(Object point labels)
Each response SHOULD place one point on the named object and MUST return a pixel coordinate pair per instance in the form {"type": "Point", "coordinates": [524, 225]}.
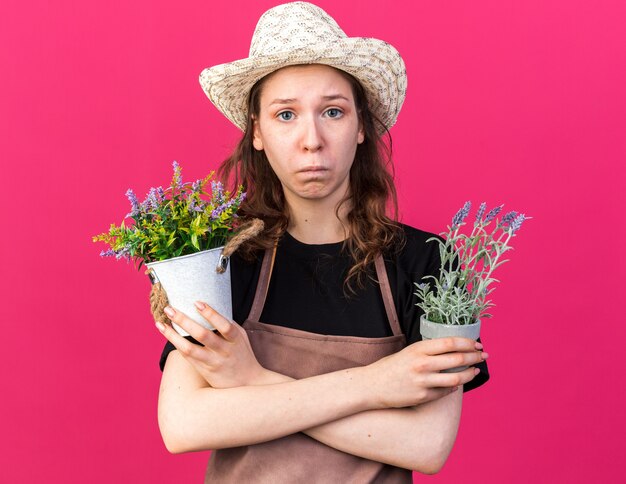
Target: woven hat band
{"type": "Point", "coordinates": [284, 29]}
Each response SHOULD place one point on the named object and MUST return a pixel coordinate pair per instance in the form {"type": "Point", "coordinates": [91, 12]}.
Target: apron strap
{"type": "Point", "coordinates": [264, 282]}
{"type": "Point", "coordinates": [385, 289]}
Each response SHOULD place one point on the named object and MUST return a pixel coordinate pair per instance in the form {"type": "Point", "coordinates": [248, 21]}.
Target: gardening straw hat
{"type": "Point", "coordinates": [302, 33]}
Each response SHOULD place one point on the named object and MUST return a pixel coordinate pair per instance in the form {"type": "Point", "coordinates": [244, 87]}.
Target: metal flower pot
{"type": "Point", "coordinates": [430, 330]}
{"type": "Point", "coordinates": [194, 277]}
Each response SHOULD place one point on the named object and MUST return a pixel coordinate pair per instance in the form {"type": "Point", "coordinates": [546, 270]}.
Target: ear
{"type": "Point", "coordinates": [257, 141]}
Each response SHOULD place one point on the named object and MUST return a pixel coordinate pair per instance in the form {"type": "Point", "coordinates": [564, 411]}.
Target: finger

Stated task:
Reproduce each record above by retyping it exactly; omit all images.

Solution below:
Each response SHOULD place one point on the named object and MUST return a pixel coordinate pair per instance in the form {"type": "Point", "coordinates": [524, 225]}.
Target: woven hat band
{"type": "Point", "coordinates": [284, 29]}
Each response SHOULD place one point on the named object and MUST return a pixel coordinate pair per instance in the form {"type": "Point", "coordinates": [91, 12]}.
Target: apron strap
{"type": "Point", "coordinates": [264, 282]}
{"type": "Point", "coordinates": [385, 289]}
Each response SHOULD place one point on the named object and MUST return a pixel coordinate pair per instance in the form {"type": "Point", "coordinates": [248, 21]}.
Target: gardening straw hat
{"type": "Point", "coordinates": [302, 33]}
Each response SHOULD place one point on the named object and MUST return a pixel coordinate pair per instance in the form {"type": "Point", "coordinates": [244, 87]}.
Target: metal flower pot
{"type": "Point", "coordinates": [430, 330]}
{"type": "Point", "coordinates": [194, 277]}
Each response SHOULD place one point on the named object and MUST return a pixel coordinate pair per instance in the form {"type": "Point", "coordinates": [546, 270]}.
Target: ear
{"type": "Point", "coordinates": [257, 141]}
Each response SHOULD place one point on the named object and MUST return a pixel coordinate pair per instance in the form {"type": "Point", "coordinates": [564, 411]}.
Target: finger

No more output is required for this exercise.